# Objective:
Copy out all of the records below, swapping every "wooden" for "timber" and changing nothing else. Don't include the pictures.

Collected data
━━━━━━━━
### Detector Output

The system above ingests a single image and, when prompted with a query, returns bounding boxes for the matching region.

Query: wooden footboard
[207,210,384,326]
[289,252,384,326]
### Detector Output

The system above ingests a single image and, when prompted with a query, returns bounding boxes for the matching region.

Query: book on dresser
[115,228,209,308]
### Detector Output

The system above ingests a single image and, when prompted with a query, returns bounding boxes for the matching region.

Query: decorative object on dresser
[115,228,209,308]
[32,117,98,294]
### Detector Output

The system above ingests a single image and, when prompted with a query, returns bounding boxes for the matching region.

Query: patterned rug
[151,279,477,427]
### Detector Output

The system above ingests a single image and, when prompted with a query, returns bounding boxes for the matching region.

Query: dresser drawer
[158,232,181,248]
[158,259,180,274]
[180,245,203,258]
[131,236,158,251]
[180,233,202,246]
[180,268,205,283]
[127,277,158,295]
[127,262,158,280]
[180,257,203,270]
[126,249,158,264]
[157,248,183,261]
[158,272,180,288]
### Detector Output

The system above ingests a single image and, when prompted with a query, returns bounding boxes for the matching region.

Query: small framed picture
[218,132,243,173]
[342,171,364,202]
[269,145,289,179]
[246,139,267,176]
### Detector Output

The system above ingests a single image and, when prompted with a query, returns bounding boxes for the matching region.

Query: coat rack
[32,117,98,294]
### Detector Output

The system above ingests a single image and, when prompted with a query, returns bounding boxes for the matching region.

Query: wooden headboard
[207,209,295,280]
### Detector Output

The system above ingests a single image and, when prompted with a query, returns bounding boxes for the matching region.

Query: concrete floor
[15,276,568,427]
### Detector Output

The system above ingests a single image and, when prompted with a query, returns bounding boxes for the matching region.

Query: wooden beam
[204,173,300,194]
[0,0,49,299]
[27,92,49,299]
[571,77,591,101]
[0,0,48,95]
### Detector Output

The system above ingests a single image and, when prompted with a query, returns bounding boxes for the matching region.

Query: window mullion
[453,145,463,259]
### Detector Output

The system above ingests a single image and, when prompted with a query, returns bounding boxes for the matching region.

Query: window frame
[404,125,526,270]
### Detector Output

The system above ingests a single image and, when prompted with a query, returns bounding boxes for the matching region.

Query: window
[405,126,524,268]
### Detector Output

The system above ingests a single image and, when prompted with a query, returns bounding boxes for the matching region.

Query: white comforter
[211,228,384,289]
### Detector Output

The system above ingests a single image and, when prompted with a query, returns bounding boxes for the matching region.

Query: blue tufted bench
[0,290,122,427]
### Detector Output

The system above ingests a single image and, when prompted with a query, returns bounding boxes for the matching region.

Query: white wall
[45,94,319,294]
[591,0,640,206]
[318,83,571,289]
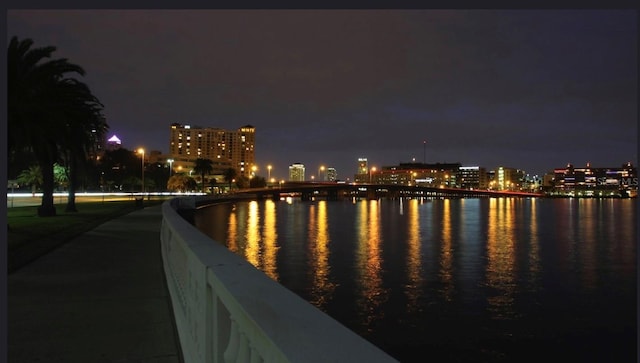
━━━━━━━━
# Reply:
### Detector Output

The system above ingests a single image and, when prompted with a query, returns bounding boxes for the matching region.

Query: timber footboard
[207,210,384,326]
[289,252,384,326]
### Detector Output

The system above ingests a single image and, when prompted with a query, returns bounding boxes for the matching region.

Query: book on dresser
[115,228,209,308]
### Detector Output

The system above ingests a single image and, when prompted with a query, returns bounding boxes for the matching region.

Query: decorative object on dresser
[115,228,209,308]
[32,117,98,294]
### Detector Output

The system above ingests a single image and, when prompted with a query, returns bounding boxes for the matching region.

Query: patterned rug
[151,279,477,427]
### Detector Output

The system above ingests a single image and, when prompted with a query, returns bounding boxes for the matching region.

Query: dresser drawer
[158,232,181,248]
[158,259,180,274]
[180,245,203,258]
[131,236,158,251]
[180,233,202,246]
[180,268,205,283]
[127,277,158,295]
[127,262,158,280]
[180,257,203,270]
[126,249,158,264]
[157,248,183,261]
[158,272,180,288]
### Detector Output

The system above ingests a single image and, when prompted with a query, returns bounding boxes for the matching region.

Query: small framed picture
[218,132,243,173]
[342,171,364,202]
[269,145,289,179]
[246,139,267,176]
### Detector Output

The system above ingests a single image and, when prompted with a query, returns bounding boxes for the matching region.

Query: coat rack
[32,117,98,294]
### Detector Output

The system above ingests a single image and, when prompted with a query, returns bounding boxes for the matching region.

Query: timber headboard
[207,209,295,280]
### Detector Output

The system above ingests a single image and, when prompted with a query, returns bounding boxes for the matching region.

Query: concrete floor
[15,276,568,427]
### Detector Output

The system above ingests a single image and, when prompted with a query, returns bounding boxes for the matching region.

Query: timber beam
[204,173,300,194]
[0,0,49,299]
[27,92,49,299]
[571,77,591,101]
[0,0,48,95]
### Detector Output

The system above ingests a single image and, when prompted with a query, returns bounding boxes for the matching region.

Query: window mullion
[453,145,463,259]
### Detector Output

The system above ingests a single image and, when prompted with a query, returns bounding boxes for the matching region.

Query: window frame
[404,125,526,270]
### Detector Output

The system above ingests a single image and, when prompted with a query, returns bounding boxes for the matching region.

Query: window
[405,126,524,268]
### Detector Output

The system above ingests a single image and, when prompted with a query, returns bounding boxes for the matching region.

Query: white comforter
[211,228,384,289]
### Detector Output

The system above ingests a single image and, when prompted with a query, returns bounding boxes for the matching region.

Query: blue tufted bench
[0,290,122,427]
### Detector Output

The system above ingests a single image and, when prompted with a query, returns bounding boxes for the matching region.

Query: white wall
[45,94,319,294]
[591,0,640,206]
[318,83,571,289]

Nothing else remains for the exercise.